WRITTEN REQUEST – Copy the data that follows exactly. Include no pictures.

STORED RECORDS –
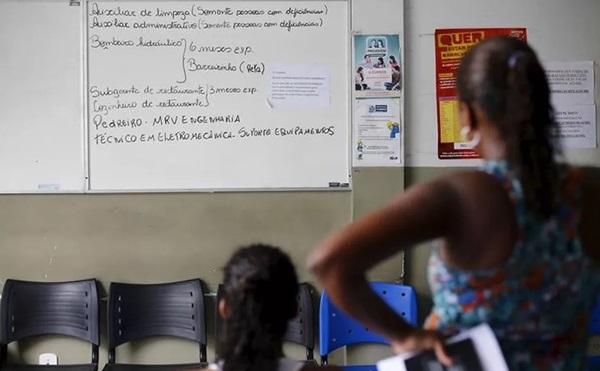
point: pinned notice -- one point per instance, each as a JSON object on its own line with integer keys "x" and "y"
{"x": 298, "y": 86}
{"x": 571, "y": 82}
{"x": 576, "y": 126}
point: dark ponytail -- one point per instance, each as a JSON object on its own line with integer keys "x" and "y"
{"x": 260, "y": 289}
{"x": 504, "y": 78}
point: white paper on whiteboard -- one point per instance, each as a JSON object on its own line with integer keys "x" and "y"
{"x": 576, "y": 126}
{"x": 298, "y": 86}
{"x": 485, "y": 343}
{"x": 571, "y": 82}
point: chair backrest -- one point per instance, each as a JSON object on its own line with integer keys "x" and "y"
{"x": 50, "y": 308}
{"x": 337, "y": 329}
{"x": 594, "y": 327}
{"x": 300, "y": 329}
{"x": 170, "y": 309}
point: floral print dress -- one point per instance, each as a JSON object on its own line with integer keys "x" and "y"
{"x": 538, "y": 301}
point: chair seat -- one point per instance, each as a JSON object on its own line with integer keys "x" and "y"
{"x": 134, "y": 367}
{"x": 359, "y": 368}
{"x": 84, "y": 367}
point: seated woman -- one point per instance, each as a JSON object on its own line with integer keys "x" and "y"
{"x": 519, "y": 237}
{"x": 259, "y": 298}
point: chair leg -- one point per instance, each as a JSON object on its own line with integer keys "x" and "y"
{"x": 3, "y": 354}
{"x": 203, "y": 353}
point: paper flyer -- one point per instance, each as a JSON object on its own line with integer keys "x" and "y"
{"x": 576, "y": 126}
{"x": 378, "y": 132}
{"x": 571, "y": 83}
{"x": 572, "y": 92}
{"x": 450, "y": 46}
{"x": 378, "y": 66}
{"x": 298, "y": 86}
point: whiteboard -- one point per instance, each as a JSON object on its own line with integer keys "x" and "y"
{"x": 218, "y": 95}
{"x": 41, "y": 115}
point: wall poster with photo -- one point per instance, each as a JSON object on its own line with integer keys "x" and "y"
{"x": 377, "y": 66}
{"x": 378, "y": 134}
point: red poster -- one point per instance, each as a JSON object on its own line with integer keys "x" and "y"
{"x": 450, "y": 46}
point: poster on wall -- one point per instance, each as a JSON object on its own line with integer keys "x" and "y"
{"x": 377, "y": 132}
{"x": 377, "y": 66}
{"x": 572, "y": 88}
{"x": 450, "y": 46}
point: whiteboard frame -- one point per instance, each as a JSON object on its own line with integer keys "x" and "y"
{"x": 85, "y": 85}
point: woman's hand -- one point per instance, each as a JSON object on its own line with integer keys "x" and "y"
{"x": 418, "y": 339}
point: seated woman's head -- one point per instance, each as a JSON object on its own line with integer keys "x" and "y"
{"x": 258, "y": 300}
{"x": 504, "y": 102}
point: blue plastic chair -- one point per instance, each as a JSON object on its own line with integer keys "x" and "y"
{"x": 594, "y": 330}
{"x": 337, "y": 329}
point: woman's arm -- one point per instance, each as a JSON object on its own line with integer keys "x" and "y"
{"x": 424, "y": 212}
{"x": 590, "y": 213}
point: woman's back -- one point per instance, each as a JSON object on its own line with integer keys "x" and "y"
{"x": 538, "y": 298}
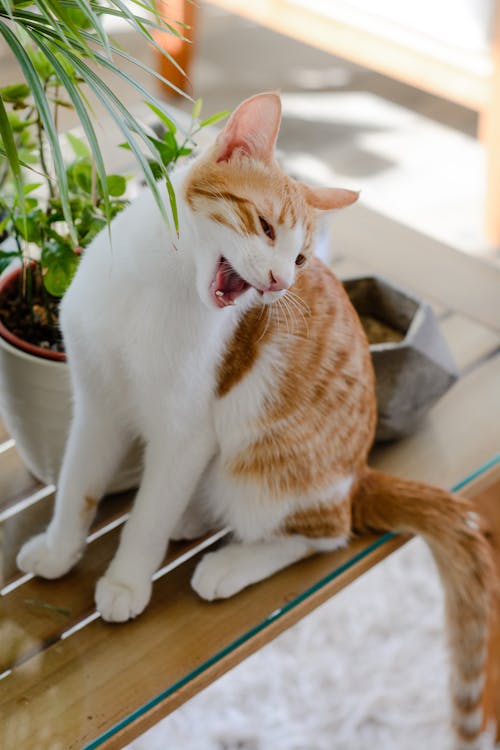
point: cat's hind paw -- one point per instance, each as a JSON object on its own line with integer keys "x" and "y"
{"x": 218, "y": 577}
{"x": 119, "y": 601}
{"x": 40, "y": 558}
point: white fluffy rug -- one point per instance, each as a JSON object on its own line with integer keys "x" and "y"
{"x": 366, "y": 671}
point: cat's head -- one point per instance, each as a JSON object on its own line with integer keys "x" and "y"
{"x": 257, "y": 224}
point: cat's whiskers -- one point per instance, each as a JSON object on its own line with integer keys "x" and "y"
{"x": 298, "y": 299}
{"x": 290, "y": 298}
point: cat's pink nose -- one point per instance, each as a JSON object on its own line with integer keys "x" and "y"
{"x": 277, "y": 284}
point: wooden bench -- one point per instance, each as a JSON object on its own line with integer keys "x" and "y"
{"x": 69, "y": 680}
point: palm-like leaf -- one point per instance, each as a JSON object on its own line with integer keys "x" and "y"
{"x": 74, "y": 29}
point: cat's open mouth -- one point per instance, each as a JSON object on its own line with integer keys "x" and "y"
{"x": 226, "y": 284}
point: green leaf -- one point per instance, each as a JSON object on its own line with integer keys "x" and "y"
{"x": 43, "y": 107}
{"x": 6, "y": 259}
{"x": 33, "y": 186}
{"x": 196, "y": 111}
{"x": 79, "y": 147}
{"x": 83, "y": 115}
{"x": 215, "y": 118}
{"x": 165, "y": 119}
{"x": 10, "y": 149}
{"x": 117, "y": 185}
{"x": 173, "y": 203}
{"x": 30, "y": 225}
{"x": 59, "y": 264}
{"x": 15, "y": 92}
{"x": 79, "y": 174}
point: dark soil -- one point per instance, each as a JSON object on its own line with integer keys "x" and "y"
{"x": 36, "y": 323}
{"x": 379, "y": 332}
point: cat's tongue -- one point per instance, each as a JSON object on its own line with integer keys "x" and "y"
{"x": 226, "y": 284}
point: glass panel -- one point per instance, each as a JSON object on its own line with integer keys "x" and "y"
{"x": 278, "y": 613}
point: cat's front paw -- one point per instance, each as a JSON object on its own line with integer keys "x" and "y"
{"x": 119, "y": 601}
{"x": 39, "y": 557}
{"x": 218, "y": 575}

RESULT BELOW –
point: pinned notice -- one point per instance, each as a JSON object on its own line with integer keys "x" and "y"
{"x": 298, "y": 86}
{"x": 571, "y": 82}
{"x": 576, "y": 126}
point: dark ponytail -- one point per instance, each as a JSON object on its own line with integer keys "x" and "y"
{"x": 260, "y": 289}
{"x": 504, "y": 78}
point: white paper on whiteboard -- one point per instance, each as a JSON object on its own line with integer keys "x" and "y"
{"x": 576, "y": 126}
{"x": 298, "y": 86}
{"x": 485, "y": 343}
{"x": 571, "y": 82}
point: chair backrest -- one point per instance, each as a JSON object on its own line with integer keys "x" and "y"
{"x": 50, "y": 308}
{"x": 337, "y": 329}
{"x": 594, "y": 327}
{"x": 300, "y": 329}
{"x": 170, "y": 309}
point: floral print dress -- one point per instance, each as a JSON object on its own line with integer keys "x" and "y"
{"x": 538, "y": 301}
point: chair seat -- one point per instance, each as a JSON object on its own line with integer keys "x" and "y"
{"x": 134, "y": 367}
{"x": 359, "y": 368}
{"x": 84, "y": 367}
point: seated woman -- one point per instance, each as a JSON object on its own line with integer keys "x" and "y"
{"x": 519, "y": 237}
{"x": 259, "y": 298}
point: chair leg -- one point per instance, each as a JSON object on its own line with integer keys "x" and "y"
{"x": 3, "y": 354}
{"x": 203, "y": 353}
point: paper flyer -- one point per instance, each as a JSON object on its own line with integer keys "x" and "y"
{"x": 576, "y": 126}
{"x": 378, "y": 132}
{"x": 571, "y": 83}
{"x": 572, "y": 92}
{"x": 450, "y": 46}
{"x": 378, "y": 66}
{"x": 298, "y": 86}
point: whiteboard -- one point per instance, each as a JSON object on its own line with integer keys "x" and "y"
{"x": 218, "y": 95}
{"x": 41, "y": 115}
point: wall poster with photo -- one point per instance, each as a JSON object on its own line with integer keys "x" and "y"
{"x": 377, "y": 66}
{"x": 378, "y": 134}
point: red poster -- one point per instance, each as a JSON object on its own line with integer keys "x" and "y"
{"x": 450, "y": 46}
point: poster on wall -- one point per instance, each as a JSON object on its own line with integer keys "x" and "y"
{"x": 377, "y": 132}
{"x": 377, "y": 66}
{"x": 572, "y": 88}
{"x": 450, "y": 46}
point: whiteboard frame -- one point per instance, each as a JSON object on its own line with integer keys "x" and "y"
{"x": 85, "y": 85}
point: woman's hand -- one point per instance, each as a JSON object on its own line with integer keys "x" and "y"
{"x": 418, "y": 339}
point: seated woman's head -- one point per instance, each as a JSON object on its own line with integer keys "x" and "y"
{"x": 258, "y": 300}
{"x": 504, "y": 102}
point: blue plastic chair -- one point per instance, each as a JSON object on its own line with integer keys "x" and "y"
{"x": 594, "y": 330}
{"x": 337, "y": 329}
point: woman's arm -- one point per instance, each as a JSON object on its own line with integer keys "x" and "y"
{"x": 424, "y": 212}
{"x": 590, "y": 213}
point: woman's back -- one point per instance, each as a JSON object on its own line with integer keys "x" and "y"
{"x": 538, "y": 298}
point: cat's hind paw -- one point per instance, each as a JSON object on its own line with integer keys "x" and "y"
{"x": 218, "y": 577}
{"x": 119, "y": 601}
{"x": 40, "y": 558}
point: white fluffy rug -- one point per instance, each as a JSON object on its own line with integer keys "x" and "y"
{"x": 366, "y": 671}
point: cat's head -- one point per instance, each as a JSON object on its own line with integer keys "x" and "y"
{"x": 257, "y": 224}
point: cat's whiskers -- one point per instance, each as a JSON object on its own line with integer keys "x" and "y"
{"x": 298, "y": 299}
{"x": 290, "y": 298}
point: cat's pink nose -- one point per instance, each as a JSON object on its own line with integer keys "x" and "y"
{"x": 277, "y": 284}
point: wooden bench -- one point per instance, each as a JSON object on its own line with integer keys "x" and "y"
{"x": 69, "y": 680}
point: palm-like leaf -- one point per instance, each as a JSON object on its own line with integer keys "x" and "y"
{"x": 74, "y": 29}
point: cat's open mouth -- one point per instance, each as a JSON object on its own line with integer keys "x" and "y"
{"x": 226, "y": 284}
point: green leaf -- one point per instance, each as a JSON object on its own line with integer keys "x" and "y"
{"x": 43, "y": 107}
{"x": 6, "y": 259}
{"x": 33, "y": 186}
{"x": 196, "y": 111}
{"x": 79, "y": 147}
{"x": 83, "y": 115}
{"x": 215, "y": 118}
{"x": 165, "y": 119}
{"x": 10, "y": 149}
{"x": 117, "y": 185}
{"x": 173, "y": 203}
{"x": 30, "y": 225}
{"x": 59, "y": 264}
{"x": 15, "y": 92}
{"x": 79, "y": 174}
point: dark soil -- one point per instance, each as a JSON object on its own line with integer keys "x" and "y"
{"x": 36, "y": 323}
{"x": 379, "y": 332}
point: cat's tongue -- one point per instance, each as a JSON object on its own line with integer keys "x" and "y"
{"x": 226, "y": 284}
point: glass panel -- one point per instance, each as a JSON object on its own line with integer keys "x" and "y"
{"x": 278, "y": 613}
point: cat's front paw -- one point per instance, each as a JSON object on its own line with integer keys "x" and "y"
{"x": 119, "y": 601}
{"x": 39, "y": 557}
{"x": 218, "y": 575}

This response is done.